CHALLENGE:
Render everything from the line containing "-- locate the scattered" down to the end of the material, inclusive, as a numbered list, omitting any blank lines.

DATA ENTRIES:

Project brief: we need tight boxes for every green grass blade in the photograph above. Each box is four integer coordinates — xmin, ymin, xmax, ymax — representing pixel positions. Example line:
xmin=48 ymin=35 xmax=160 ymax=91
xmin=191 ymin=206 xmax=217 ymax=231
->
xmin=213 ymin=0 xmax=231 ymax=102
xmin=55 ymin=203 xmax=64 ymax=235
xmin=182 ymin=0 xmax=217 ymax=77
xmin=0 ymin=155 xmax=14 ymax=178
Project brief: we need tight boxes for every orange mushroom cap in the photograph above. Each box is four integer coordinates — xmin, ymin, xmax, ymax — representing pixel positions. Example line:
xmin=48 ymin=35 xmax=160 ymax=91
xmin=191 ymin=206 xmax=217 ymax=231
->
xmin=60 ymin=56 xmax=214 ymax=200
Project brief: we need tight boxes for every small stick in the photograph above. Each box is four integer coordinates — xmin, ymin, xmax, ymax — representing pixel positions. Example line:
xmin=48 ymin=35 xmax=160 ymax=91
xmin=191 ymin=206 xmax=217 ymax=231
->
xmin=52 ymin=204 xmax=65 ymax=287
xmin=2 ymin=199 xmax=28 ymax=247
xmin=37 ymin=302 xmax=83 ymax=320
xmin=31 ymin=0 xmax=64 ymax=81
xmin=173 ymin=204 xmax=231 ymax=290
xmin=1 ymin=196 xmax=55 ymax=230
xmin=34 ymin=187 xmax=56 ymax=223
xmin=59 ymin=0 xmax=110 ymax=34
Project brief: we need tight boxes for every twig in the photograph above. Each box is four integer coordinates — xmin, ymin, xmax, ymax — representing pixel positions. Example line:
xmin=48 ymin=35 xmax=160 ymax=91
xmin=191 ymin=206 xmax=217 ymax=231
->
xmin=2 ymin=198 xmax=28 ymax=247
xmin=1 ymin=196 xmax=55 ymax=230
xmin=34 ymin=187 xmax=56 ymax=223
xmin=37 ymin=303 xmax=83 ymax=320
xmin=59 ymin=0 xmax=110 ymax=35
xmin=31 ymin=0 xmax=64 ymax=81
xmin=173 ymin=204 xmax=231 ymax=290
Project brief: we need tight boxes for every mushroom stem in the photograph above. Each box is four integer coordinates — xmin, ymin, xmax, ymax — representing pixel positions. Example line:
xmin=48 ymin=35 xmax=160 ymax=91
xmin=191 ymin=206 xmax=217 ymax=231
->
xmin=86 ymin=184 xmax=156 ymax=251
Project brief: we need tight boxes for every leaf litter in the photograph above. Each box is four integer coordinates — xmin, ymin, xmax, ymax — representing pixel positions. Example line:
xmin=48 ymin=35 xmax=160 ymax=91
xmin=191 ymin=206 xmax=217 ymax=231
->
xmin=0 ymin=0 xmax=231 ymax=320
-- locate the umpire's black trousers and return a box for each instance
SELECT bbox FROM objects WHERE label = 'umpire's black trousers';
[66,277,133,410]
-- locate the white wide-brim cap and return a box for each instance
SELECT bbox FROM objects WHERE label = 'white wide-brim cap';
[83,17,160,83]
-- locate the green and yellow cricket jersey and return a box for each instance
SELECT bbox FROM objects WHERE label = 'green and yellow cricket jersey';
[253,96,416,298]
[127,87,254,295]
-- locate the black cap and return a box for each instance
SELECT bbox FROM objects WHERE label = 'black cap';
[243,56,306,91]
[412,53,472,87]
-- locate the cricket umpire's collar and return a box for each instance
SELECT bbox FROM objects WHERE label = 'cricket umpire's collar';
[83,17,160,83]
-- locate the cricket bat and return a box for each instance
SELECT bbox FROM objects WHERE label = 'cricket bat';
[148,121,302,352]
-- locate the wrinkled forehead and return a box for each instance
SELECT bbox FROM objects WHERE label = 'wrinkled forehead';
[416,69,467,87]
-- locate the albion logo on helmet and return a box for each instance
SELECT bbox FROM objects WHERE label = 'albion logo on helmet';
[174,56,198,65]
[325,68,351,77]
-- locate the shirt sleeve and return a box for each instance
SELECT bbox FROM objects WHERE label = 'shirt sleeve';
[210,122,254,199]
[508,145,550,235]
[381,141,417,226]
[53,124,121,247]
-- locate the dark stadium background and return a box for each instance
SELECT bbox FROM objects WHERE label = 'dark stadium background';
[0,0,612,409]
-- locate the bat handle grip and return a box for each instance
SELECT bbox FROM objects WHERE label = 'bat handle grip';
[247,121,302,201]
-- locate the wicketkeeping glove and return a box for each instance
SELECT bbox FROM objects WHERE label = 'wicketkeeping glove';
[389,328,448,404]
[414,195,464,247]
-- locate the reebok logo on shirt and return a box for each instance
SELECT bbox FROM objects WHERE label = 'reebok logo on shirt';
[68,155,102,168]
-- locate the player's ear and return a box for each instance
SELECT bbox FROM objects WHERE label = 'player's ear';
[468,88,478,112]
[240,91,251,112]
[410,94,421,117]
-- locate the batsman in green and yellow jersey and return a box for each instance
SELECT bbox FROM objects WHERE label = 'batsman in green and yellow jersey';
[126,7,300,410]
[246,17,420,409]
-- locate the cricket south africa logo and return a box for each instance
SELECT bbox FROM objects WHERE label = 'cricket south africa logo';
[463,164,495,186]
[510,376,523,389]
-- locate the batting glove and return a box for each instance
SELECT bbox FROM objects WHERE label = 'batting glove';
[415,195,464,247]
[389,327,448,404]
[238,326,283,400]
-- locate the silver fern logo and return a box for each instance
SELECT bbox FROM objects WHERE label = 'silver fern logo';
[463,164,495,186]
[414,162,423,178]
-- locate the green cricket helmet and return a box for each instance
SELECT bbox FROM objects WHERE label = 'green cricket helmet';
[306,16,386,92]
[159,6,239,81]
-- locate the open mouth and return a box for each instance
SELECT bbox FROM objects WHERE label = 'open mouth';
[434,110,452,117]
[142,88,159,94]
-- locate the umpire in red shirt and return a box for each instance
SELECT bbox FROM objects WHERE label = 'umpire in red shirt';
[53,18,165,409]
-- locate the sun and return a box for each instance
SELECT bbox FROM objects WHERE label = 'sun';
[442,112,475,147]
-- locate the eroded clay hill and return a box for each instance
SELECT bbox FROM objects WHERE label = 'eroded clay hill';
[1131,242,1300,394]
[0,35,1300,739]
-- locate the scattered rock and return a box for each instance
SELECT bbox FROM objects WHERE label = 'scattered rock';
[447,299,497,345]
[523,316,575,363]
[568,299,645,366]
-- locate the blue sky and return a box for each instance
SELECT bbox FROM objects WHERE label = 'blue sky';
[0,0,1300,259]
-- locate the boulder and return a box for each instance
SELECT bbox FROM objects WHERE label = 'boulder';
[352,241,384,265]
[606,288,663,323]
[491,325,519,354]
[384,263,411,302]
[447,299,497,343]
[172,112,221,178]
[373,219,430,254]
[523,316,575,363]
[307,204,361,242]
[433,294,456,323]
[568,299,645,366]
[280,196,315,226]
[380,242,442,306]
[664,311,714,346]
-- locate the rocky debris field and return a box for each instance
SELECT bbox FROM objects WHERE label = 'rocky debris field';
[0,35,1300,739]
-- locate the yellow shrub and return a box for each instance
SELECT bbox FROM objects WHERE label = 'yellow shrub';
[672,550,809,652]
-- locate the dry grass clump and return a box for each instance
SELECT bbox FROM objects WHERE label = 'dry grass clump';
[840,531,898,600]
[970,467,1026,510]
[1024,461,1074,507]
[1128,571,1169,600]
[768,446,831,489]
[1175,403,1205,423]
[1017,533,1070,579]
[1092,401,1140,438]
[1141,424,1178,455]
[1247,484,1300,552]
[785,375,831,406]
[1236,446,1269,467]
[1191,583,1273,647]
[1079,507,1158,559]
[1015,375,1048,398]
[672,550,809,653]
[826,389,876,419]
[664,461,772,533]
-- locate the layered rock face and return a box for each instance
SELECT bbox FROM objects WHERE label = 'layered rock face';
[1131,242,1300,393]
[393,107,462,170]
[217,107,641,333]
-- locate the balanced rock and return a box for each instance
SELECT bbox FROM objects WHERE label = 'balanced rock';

WRITTEN SOLUTION:
1. -- locate the scattered rock and return a box for each instance
2. SELECT bbox FROM objects WHERE label = 'scattered rock';
3. [447,299,497,345]
4. [523,316,575,363]
5. [568,299,645,366]
6. -- locate the blue sky and return a box for each instance
7. SELECT bbox FROM objects WHERE label = 'blue sky';
8. [0,0,1300,259]
9. -- locate the boulder and return a box for each instance
10. SELECT bbox FROM objects WHERE label = 'boulder';
11. [352,241,384,265]
12. [606,288,663,323]
13. [491,325,519,354]
14. [384,263,411,302]
15. [447,299,497,343]
16. [172,112,221,178]
17. [373,219,430,254]
18. [523,316,575,363]
19. [307,204,361,242]
20. [433,294,456,323]
21. [568,299,645,366]
22. [280,196,315,226]
23. [380,242,442,306]
24. [664,311,714,346]
25. -- locate the rocky debris field and return a box for each instance
26. SELECT bbox FROM objects WHERE label = 'rocky debris field';
27. [0,35,1300,739]
28. -- locate the yellow shrub and return a box for each instance
29. SELECT bbox FROM objects WHERE label = 'yellow shrub';
30. [672,550,809,652]
31. -- locate the dry grass clump and return a box for each instance
32. SELECT bbox FROM objects WHERE label = 'dry grass clump';
33. [840,531,898,600]
34. [970,467,1026,510]
35. [1024,461,1074,507]
36. [1128,571,1169,600]
37. [768,446,831,489]
38. [1175,403,1205,423]
39. [1017,533,1070,579]
40. [1092,401,1140,438]
41. [1141,424,1178,455]
42. [1247,484,1300,552]
43. [785,375,831,406]
44. [1236,446,1269,467]
45. [1191,583,1273,647]
46. [1079,507,1158,559]
47. [1015,375,1048,398]
48. [672,550,809,653]
49. [826,389,876,419]
50. [664,461,772,533]
51. -- locate the layered rock face and return a box for each instance
52. SELECT bbox FROM objects WHERE label = 'layered rock face';
53. [1131,242,1300,393]
54. [393,107,462,170]
55. [217,107,641,333]
56. -- locate the balanced rock and return a box for each instance
57. SELECT bbox FROM objects WHERE label = 'balanced rock';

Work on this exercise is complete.